# Fragmento para leer
___
Acabo de ver la película de Tarantino y debo reconocer que me ha impactado. No por sus conocimientos/homenajes/alusiones a otras películas -¿cómo no va a saber de cine un director?-, no por el trabajo de los actores -sin duda cumplen, y de sobra, el papel que Tarantino les ha asignado-, no por las escenas sangrientas -en ésta incluso hay menos que en sus anteriores producciones-. Me ha impresionado por su enorme
simpleza, y por el enaltecimiento de ese tópico que tanto gusta a algunos cineastas estadounidenses, al presentar a sus conciudadanos con una capacidad a toda prueba para defender su independencia y su libertad más allá de cualquier sentido, incluido el sentido común.
___
# Registros proporcionados

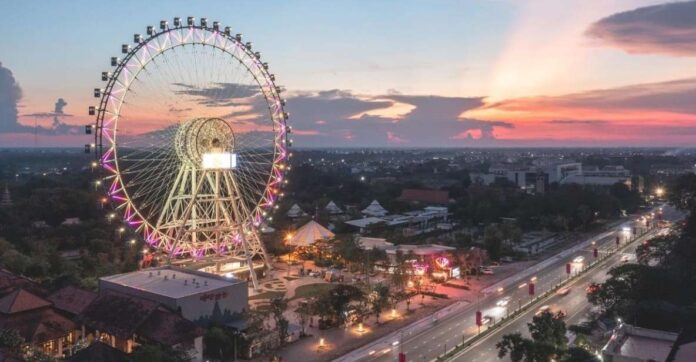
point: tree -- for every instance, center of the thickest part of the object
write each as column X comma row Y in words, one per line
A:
column 218, row 343
column 303, row 313
column 278, row 306
column 548, row 341
column 159, row 353
column 10, row 339
column 399, row 276
column 379, row 299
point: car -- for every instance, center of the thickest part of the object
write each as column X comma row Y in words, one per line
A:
column 543, row 309
column 591, row 288
column 563, row 291
column 486, row 271
column 503, row 302
column 547, row 309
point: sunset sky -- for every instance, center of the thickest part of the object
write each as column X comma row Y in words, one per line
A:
column 390, row 73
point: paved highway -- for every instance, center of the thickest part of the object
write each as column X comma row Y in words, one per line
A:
column 458, row 326
column 574, row 304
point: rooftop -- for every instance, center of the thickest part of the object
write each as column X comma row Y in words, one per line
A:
column 171, row 281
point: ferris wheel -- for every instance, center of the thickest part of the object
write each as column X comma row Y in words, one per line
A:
column 191, row 132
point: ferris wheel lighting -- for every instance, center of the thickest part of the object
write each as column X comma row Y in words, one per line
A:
column 219, row 161
column 205, row 144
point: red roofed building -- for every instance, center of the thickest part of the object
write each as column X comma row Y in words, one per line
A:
column 435, row 197
column 37, row 322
___
# Objetivos
1 - Enumera los tres motivos que, según el fragmento sobre la película de Tarantino, no explican el impacto que la película causó en quien escribe.
2 - Retoma, por favor, el fragmento sobre la película de Tarantino a partir de su última oración.
Los registros no hacen falta aquí.

# Respuestas
1 -
- Los conocimientos, homenajes y alusiones a otras películas
- El trabajo de los actores
- Las escenas sangrientas

2 -
Veamos: un teniente americano de EEUU se dedica a realizar todo tipo de salvajadas con los ocupantes nazis en Francia. Por supuesto, esto nos gusta mucho, porque los nazis son malos-malísimos y no merecen vivir. Y como además perdieron, podemos realizar cualquier discurso en contra de ellos, aunque éste sea similar al que ellos realizaban sobre gitanos, judíos y demás. Pero hay más: el teniente americano -de EEUU- está por encima del mal, del bien y de lo regular, lo que le permite tomar cualquier decisión. Lo que no me queda muy claro es si está por encima del bien y del mal porque es él o porque es americano. Y ya se sabe que un americano -de EEUU- sólo desea nuestra libertad.
En fin, la película es algo así como una gamberrada para demostrarnos lo bien que hace el teniente americano -de EEUU- las esvástivas sobre las frentes de los nazis que se ve obligado a dejar en libertad. Todo eso en un primerísimo primer plano, que la sangre mola mucho.
Lástima que Tarantino no hubiera nacido mucho antes para que hubiera podido realizar, entonces sí, un gran ejercicio de valor e imaginación grabando esta película, pongamos por ejemplo, en 1940, cuando reírse del nazismo era un auténtico acto de valor, libertad y dignidad.
Corro a ponerme, aunque sea en una pantalla pequeña,
Ser o no ser, del maestro
Lubitsch.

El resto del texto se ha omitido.